- _YOUR TASK_
Copy each line below that contains "covered".

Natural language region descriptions
##########

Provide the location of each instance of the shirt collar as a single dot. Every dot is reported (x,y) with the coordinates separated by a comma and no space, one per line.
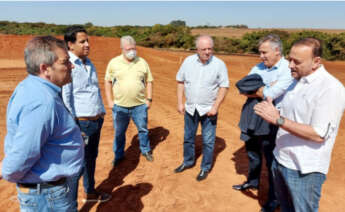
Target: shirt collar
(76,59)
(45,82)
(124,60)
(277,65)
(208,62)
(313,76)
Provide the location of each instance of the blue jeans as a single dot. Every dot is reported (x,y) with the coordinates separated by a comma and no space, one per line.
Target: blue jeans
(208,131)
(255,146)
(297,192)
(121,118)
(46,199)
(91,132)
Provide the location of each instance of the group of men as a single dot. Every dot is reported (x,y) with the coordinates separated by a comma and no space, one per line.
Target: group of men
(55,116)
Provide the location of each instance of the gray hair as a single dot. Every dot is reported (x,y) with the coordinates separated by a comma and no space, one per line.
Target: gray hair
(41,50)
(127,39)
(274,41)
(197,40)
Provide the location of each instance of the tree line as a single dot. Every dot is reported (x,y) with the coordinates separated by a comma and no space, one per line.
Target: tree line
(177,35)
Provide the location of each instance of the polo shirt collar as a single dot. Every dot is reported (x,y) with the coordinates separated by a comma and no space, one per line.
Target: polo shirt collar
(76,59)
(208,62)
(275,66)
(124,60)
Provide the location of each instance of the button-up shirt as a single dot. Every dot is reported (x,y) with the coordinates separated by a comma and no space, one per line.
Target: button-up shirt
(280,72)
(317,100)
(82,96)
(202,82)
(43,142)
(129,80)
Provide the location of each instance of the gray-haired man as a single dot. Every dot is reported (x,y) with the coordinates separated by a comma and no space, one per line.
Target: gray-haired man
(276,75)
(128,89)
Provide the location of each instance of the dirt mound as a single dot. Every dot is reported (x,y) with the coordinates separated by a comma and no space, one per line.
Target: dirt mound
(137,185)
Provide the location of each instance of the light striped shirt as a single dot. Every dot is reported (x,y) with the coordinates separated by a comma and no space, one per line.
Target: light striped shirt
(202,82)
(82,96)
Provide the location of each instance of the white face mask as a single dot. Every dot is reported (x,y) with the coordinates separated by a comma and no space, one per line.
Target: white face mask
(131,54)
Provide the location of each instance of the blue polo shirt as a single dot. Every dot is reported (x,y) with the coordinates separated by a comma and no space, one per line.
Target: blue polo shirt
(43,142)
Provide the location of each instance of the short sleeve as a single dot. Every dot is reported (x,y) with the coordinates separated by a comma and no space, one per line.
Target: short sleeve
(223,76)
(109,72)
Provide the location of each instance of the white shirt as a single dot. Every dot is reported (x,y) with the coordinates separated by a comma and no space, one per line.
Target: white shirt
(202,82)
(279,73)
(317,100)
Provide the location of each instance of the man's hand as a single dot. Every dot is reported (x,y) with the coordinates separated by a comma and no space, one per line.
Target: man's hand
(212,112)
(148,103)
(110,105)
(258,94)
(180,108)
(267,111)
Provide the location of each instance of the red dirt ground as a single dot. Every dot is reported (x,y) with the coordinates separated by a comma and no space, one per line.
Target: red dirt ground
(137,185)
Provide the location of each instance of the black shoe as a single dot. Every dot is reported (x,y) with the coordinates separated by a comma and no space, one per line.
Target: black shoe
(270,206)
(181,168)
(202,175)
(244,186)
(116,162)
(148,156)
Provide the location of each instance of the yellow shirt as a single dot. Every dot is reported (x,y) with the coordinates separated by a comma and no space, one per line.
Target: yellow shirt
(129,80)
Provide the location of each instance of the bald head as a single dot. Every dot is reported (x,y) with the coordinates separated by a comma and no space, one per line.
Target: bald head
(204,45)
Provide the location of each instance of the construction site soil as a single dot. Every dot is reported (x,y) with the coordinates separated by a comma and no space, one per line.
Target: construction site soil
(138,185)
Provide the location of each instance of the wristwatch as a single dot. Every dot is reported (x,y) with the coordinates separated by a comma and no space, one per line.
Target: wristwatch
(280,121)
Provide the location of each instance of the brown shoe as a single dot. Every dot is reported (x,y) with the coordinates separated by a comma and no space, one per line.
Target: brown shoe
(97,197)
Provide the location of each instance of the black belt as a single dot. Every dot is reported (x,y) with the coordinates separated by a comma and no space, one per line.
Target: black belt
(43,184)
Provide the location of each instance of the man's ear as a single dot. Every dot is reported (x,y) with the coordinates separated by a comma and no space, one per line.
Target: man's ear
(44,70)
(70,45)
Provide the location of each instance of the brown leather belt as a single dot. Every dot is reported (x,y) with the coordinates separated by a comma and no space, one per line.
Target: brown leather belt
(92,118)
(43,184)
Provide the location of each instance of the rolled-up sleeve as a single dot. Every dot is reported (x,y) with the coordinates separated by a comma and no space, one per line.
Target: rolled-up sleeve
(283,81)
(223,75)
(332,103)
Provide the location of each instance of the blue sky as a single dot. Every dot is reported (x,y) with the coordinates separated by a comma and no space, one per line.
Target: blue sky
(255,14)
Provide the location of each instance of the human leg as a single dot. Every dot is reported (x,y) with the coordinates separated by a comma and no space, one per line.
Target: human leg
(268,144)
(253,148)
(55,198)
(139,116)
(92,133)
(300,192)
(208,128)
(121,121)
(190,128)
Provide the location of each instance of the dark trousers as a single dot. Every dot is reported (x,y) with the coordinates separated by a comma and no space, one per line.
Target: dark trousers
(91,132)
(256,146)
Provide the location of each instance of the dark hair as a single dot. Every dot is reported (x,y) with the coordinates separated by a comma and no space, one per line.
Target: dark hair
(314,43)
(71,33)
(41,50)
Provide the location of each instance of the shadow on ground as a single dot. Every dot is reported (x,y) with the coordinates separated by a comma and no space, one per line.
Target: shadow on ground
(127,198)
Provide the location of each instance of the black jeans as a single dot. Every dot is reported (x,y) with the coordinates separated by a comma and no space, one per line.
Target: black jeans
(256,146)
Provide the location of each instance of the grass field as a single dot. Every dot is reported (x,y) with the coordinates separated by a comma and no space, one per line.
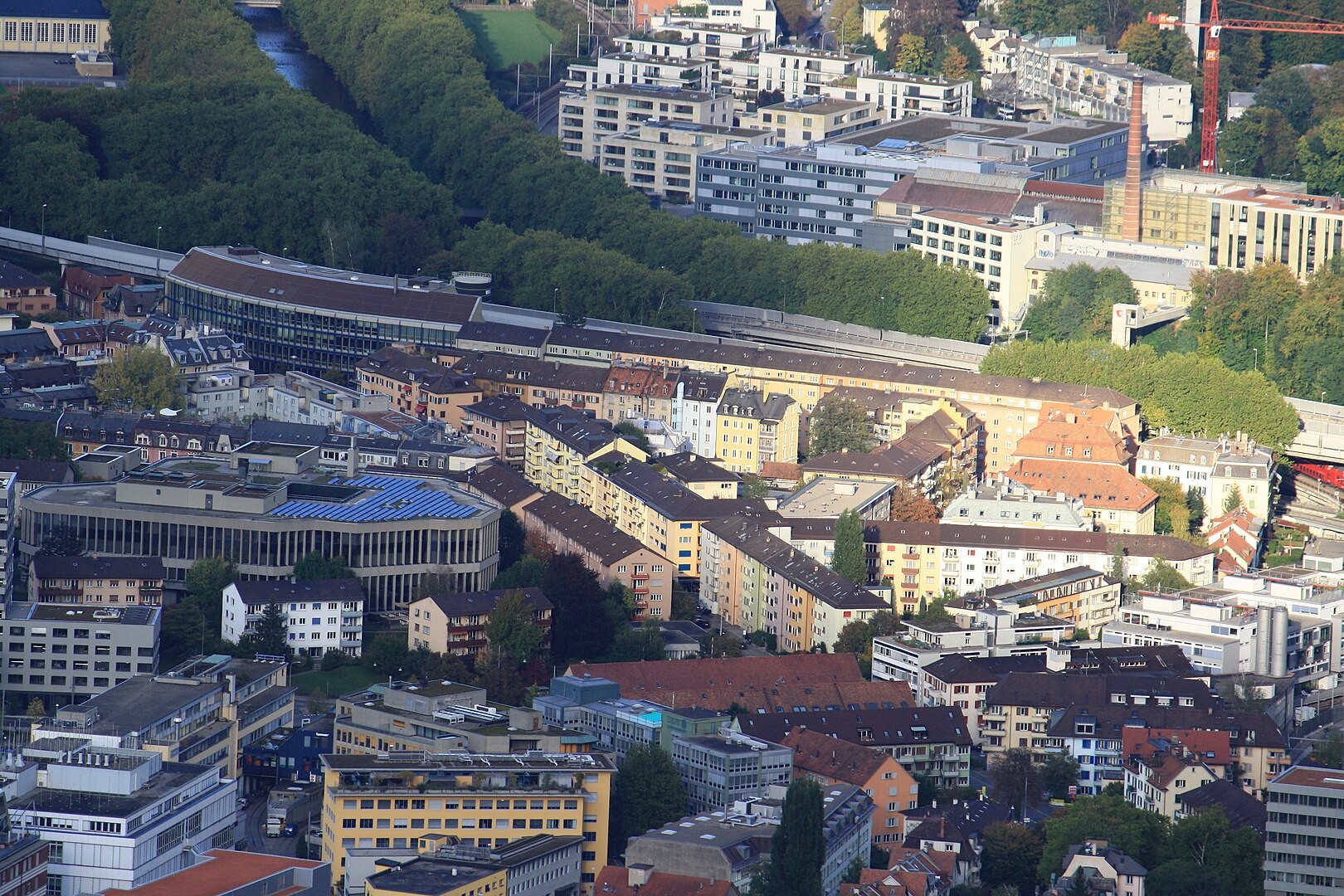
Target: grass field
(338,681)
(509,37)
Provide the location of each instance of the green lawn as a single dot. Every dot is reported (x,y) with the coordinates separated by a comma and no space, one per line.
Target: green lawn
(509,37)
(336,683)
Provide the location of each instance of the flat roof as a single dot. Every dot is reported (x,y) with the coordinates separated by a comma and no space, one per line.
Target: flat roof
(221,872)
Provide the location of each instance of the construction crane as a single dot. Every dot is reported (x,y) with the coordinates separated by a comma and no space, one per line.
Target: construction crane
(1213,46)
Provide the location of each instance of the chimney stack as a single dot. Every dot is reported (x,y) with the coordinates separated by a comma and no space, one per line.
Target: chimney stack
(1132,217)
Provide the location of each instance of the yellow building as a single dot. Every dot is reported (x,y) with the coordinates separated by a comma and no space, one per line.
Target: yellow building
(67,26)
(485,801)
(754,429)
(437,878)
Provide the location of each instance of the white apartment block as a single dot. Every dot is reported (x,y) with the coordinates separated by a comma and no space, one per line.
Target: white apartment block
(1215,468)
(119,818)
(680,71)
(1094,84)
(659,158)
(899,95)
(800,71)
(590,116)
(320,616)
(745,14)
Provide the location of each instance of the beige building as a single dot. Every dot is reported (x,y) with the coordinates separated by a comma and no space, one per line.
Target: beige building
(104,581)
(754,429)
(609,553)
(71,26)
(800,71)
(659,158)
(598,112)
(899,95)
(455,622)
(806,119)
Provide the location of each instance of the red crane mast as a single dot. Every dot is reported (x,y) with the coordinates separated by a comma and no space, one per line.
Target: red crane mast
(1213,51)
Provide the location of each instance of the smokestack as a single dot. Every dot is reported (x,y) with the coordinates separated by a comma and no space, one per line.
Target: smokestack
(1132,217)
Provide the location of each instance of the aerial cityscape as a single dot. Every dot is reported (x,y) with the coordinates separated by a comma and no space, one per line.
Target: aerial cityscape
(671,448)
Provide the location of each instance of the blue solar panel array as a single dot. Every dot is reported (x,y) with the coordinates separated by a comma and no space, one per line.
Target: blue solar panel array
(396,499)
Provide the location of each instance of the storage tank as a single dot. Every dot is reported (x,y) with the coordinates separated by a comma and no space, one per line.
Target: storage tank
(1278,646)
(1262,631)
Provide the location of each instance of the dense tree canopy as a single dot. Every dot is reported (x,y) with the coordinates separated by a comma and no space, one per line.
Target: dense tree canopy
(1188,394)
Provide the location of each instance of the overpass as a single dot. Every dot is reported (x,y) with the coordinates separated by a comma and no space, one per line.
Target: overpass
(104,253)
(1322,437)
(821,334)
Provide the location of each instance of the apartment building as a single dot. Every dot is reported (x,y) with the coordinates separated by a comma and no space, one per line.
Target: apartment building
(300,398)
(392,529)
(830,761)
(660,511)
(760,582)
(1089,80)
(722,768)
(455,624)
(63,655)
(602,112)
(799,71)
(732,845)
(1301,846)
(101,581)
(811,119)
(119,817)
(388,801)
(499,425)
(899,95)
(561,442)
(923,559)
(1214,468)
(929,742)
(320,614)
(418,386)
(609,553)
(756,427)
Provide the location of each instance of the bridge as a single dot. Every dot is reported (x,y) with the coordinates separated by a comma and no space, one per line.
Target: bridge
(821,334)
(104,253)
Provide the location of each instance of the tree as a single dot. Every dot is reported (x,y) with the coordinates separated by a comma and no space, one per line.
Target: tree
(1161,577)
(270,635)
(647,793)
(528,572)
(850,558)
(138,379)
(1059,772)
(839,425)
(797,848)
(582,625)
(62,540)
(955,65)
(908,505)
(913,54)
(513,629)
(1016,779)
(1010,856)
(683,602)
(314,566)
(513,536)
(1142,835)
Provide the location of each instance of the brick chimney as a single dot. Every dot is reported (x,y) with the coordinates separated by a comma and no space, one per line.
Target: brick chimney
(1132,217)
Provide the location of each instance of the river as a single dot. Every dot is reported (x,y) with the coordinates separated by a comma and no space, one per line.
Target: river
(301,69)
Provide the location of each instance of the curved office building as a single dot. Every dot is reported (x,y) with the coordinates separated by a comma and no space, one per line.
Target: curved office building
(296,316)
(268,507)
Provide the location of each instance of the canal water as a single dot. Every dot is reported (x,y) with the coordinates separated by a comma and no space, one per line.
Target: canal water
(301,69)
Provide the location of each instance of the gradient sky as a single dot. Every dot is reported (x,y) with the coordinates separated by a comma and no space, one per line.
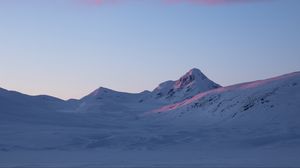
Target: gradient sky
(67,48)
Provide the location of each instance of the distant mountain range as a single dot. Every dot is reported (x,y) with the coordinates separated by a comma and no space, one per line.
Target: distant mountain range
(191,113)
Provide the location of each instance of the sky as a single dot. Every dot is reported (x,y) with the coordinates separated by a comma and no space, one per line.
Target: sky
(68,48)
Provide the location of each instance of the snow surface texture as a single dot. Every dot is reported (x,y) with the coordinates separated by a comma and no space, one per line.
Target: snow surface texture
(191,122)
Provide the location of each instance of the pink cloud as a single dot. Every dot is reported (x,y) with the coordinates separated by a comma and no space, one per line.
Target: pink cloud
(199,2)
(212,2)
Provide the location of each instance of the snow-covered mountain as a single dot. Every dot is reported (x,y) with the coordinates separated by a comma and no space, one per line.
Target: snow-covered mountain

##########

- _RESPONSE_
Provide the location of each instance of the snow-covered mountain as a single dot. Every dot is reported (x,y) with the coordinates separated by a comma and no space, one per line.
Target: snow-covered mountain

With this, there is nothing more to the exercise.